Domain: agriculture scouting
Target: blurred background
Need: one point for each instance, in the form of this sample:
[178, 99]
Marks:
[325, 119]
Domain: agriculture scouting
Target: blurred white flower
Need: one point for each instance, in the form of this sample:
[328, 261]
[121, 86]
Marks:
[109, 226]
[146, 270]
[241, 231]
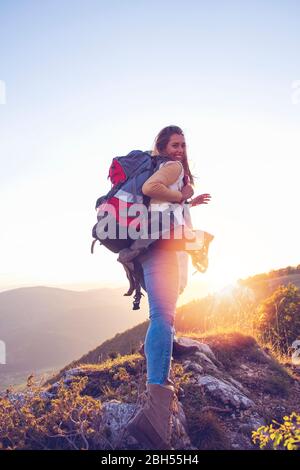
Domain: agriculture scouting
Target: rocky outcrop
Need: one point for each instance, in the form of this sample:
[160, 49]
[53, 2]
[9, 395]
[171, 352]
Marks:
[224, 390]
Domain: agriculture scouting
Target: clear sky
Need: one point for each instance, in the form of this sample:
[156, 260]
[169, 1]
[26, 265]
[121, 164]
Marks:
[88, 80]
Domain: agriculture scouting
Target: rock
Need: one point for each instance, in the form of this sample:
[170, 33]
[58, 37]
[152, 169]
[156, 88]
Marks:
[193, 367]
[199, 347]
[225, 393]
[205, 361]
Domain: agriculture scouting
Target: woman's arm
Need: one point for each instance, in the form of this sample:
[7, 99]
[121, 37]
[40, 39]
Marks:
[157, 185]
[201, 199]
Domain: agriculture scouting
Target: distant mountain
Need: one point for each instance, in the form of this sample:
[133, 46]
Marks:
[46, 327]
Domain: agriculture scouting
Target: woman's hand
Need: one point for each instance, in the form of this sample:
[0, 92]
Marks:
[187, 192]
[202, 199]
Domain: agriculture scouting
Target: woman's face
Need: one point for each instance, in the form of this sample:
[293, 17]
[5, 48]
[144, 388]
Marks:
[176, 147]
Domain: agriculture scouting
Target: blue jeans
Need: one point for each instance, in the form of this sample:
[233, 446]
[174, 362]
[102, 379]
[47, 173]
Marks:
[161, 282]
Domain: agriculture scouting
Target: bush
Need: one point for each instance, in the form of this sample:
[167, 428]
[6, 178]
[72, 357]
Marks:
[278, 318]
[286, 435]
[31, 420]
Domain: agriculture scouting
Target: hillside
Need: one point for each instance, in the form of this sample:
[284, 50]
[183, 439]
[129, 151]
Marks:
[45, 328]
[226, 388]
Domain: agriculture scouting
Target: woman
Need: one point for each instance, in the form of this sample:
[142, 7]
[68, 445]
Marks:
[172, 183]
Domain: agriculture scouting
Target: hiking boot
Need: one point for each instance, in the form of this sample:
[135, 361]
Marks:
[179, 348]
[151, 426]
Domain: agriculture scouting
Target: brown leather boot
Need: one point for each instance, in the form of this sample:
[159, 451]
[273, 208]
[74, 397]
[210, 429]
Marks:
[151, 426]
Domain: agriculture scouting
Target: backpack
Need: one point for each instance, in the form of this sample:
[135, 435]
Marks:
[127, 175]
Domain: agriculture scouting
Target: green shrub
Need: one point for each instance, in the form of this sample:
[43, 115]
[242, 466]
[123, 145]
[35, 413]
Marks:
[286, 435]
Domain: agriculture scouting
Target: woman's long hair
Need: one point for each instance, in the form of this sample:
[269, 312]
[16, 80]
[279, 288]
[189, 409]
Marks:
[161, 141]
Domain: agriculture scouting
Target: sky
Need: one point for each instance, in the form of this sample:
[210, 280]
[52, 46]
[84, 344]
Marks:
[84, 81]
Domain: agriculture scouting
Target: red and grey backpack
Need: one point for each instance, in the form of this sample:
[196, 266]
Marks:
[127, 175]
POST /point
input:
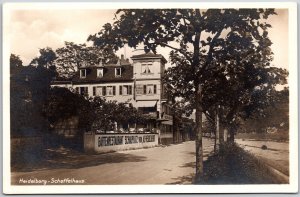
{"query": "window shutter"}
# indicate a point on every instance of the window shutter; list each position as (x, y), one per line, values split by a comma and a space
(130, 90)
(120, 90)
(145, 89)
(86, 91)
(104, 91)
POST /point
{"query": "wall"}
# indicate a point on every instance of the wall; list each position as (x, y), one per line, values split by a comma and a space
(67, 127)
(117, 97)
(156, 69)
(119, 141)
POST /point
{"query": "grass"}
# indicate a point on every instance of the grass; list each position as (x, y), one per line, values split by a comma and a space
(233, 165)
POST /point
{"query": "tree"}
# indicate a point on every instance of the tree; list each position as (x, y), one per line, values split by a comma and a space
(45, 59)
(62, 104)
(15, 61)
(71, 56)
(199, 37)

*WHAT YOU WILL DO*:
Tally the lines of the records that contain "blurred", then write only the total.

*EXERCISE ANSWER*:
2